DOKUMEN
Menurut saya, Soekarno tak semata-mata persatuan demi persatuan, tetapi dari pemikirannya jelas, summen bundeling van alle revolutionare chrachten… persatuan rakyat dari kelompok revolusioner. Dalam buku Soekarno juga jelas bahwa kapitalisme dan feodalisme dalam Negara sendiri juga harus dilawan.

Saya melihat masih ada potensi rakyat untuk melakukan perubahan, di desa-desa meskipun masih mistis…masih ada warisan ideologis, konstitusional, yang harus dijaga dan ditingkatkan. Jadi tugas kita inilah yang memang harus membahasakan Marxisme agar mudah dipahami rakyat.

Saya mengambil contoh Hasta Prasetia, ini merupakan awal saja. Ada kesepakatan untuk menerapkan populisme pemerintah daerah yang dipimpin PDI-P, ya meskipun belum berjalan, tapi hanya 5 persen. Tapi ini kan tahapan. Saya melakukan internal struggle, dan tugas kita menciptakan enclave-enclave baru yang masih potensial kita perjuangkan.

Ya, saya sepakat, bahwa reforma agraria bukanlah bagi-bagi tanah, tetapi koperasi-koperasi. Menteri Prakosa kan pernah menggagas hal ini dulu, dan tantangan bagi setiap upaya semacam ini adalah komunis-phobia di kalangan intelektual kita.

DATA HASIL EKSTRAKSI

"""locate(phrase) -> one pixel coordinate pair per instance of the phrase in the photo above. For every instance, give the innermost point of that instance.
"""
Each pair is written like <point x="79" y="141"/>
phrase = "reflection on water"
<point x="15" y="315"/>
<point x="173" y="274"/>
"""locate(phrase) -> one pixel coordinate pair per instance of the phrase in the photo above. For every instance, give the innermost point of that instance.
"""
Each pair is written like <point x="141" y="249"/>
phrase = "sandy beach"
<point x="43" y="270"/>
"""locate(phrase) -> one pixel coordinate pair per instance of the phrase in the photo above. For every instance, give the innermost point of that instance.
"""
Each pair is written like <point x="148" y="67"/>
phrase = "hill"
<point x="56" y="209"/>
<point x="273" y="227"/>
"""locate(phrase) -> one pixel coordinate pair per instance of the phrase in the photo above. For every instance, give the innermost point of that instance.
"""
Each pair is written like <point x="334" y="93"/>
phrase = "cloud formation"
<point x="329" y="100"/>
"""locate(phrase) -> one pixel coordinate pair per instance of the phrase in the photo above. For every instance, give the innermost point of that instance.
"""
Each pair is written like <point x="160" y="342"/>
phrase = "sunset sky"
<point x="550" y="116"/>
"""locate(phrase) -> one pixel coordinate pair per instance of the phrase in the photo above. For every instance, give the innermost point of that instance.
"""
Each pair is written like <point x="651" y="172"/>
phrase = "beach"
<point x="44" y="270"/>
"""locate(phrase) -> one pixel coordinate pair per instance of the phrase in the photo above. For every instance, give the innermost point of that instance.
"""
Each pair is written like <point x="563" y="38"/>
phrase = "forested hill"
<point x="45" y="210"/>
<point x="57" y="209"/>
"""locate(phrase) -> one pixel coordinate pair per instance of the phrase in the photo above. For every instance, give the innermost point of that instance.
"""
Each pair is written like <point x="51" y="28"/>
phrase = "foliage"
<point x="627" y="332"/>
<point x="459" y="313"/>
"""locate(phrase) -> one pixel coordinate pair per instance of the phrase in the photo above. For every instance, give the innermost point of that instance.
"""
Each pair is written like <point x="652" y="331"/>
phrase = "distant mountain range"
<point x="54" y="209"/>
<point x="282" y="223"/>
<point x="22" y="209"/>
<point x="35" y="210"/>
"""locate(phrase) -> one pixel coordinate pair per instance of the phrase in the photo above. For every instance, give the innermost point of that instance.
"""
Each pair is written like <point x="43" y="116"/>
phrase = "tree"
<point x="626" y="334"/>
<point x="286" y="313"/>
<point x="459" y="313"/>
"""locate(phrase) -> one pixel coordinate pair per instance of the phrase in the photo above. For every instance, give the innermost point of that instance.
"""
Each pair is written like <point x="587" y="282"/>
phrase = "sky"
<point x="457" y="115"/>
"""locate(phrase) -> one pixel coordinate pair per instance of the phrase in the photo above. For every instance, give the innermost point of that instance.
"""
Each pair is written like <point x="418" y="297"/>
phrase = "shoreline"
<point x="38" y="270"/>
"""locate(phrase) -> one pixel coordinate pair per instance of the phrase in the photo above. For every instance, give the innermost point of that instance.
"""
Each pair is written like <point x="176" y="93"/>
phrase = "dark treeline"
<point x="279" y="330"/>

==

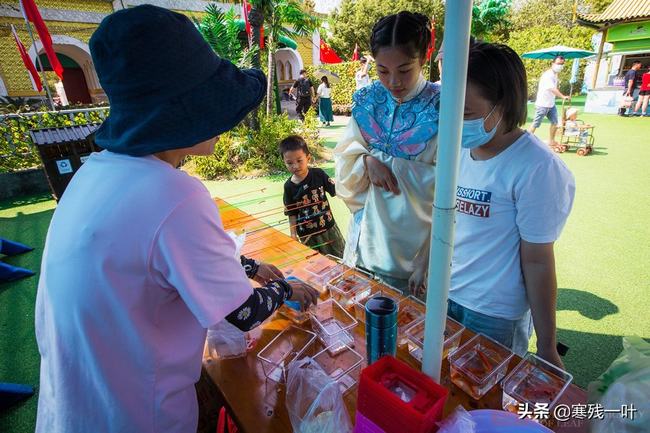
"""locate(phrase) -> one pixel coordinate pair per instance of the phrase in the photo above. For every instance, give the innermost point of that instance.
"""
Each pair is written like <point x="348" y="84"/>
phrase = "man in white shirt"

PETUNJUK
**a.** Perbarui bagian teks tentang Soekarno dan reforma agraria antara "Saya melihat masih" dan "kalangan intelektual kita.", termasuk keduanya. Tulis ulang bagian itu dengan "Marxisme" diganti menjadi "sosialisme".
**b.** Sebutkan semua kata berakhiran "-isme" yang muncul dalam teks tentang Soekarno dan reforma agraria.
**c.** Lanjutkan teks tentang Soekarno dan reforma agraria setelah kalimat terakhir yang tercantum.

JAWABAN
**a.**
Saya melihat masih ada potensi rakyat untuk melakukan perubahan, di desa-desa meskipun masih mistis…masih ada warisan ideologis, konstitusional, yang harus dijaga dan ditingkatkan. Jadi tugas kita inilah yang memang harus membahasakan sosialisme agar mudah dipahami rakyat.

Saya mengambil contoh Hasta Prasetia, ini merupakan awal saja. Ada kesepakatan untuk menerapkan populisme pemerintah daerah yang dipimpin PDI-P, ya meskipun belum berjalan, tapi hanya 5 persen. Tapi ini kan tahapan. Saya melakukan internal struggle, dan tugas kita menciptakan enclave-enclave baru yang masih potensial kita perjuangkan.

Ya, saya sepakat, bahwa reforma agraria bukanlah bagi-bagi tanah, tetapi koperasi-koperasi. Menteri Prakosa kan pernah menggagas hal ini dulu, dan tantangan bagi setiap upaya semacam ini adalah komunis-phobia di kalangan intelektual kita.

**b.** kapitalisme, feodalisme, Marxisme, populisme

**c.**
Max Lane:

Bukan hak saya untuk membicarakan taktik-taktik perjuangan di Indonesia. Saya hanya membandingna Soekarno dengan Chavez. Sisa-sisa feudal bisa berkembang, Chavez menyadari itu, sehingga ia tidak mau melayani kultus individu. Saat ini, Marhaen itu sudah pindah ke kota (terutama Jawa), masyarakat Indonesia saat ini adalah masyarakat tanpa Industri. Gejalanya sama seperti Venezuela, meskipun disana memang ada industri-industri dasar yang cukup kuat seperti baja, dll. Di Venezuela klas semi-ploretariat jumlahnya semakin besar, di Lakosa jumlah suara terbesar pendukung Chavez adalah kaum miskin perkotaan. Budaya kaum urban sendiri, sebagai korban kehancuran industri tersebut, adalah kebudayaan campur-aduk, belum jelas identitasnya.

Ya, benar. Tanah yang dibagi-bagi Chavez adalah tanah yang tak dimanfaatkan, di Indonesia tak ada tanah yang tak dimanfaatkan. Tapi harus dipahami bagi tani Indonesia yang penting kan bukan tanahnya saja, tetapi juga industri. Karena kebutuhan penduduknya adalah industri, modal asing tak tertarik untuk mengembangkan/membangun industri di Indonesia, kecuali hanya sebagai pasar dan sebagai lahan yang dihisap industri tambang dan mineralnya. Mereka melihat, ngapain bikin industri di Indonesia, pendapatan perkapitanya rendah, pasarnya tidak akan laku.

Jadi ada potensi kita, sumberdaya yang dibarengi mobilisasi tenaga produktif untuk menjadi kekuatan politik. Produktivitas rakyat kita nihil akibat liberalisasi. Sastra seharusnya juga digunakan untuk memobilisasi rakyat banyak.

Budiman:

Yang perlu kita waspadai sekarang adalah UU PMA, yaitu penanaman modal asing selama 99 tahun, dan juga di dalamnya ditegaskan jaminan tidak akan adanya nasionalisasi—SBY sendiri sempat menyatakan hal tersebut di depan media. Nampaknya mayoritas fraksi DPR akan menyetujui.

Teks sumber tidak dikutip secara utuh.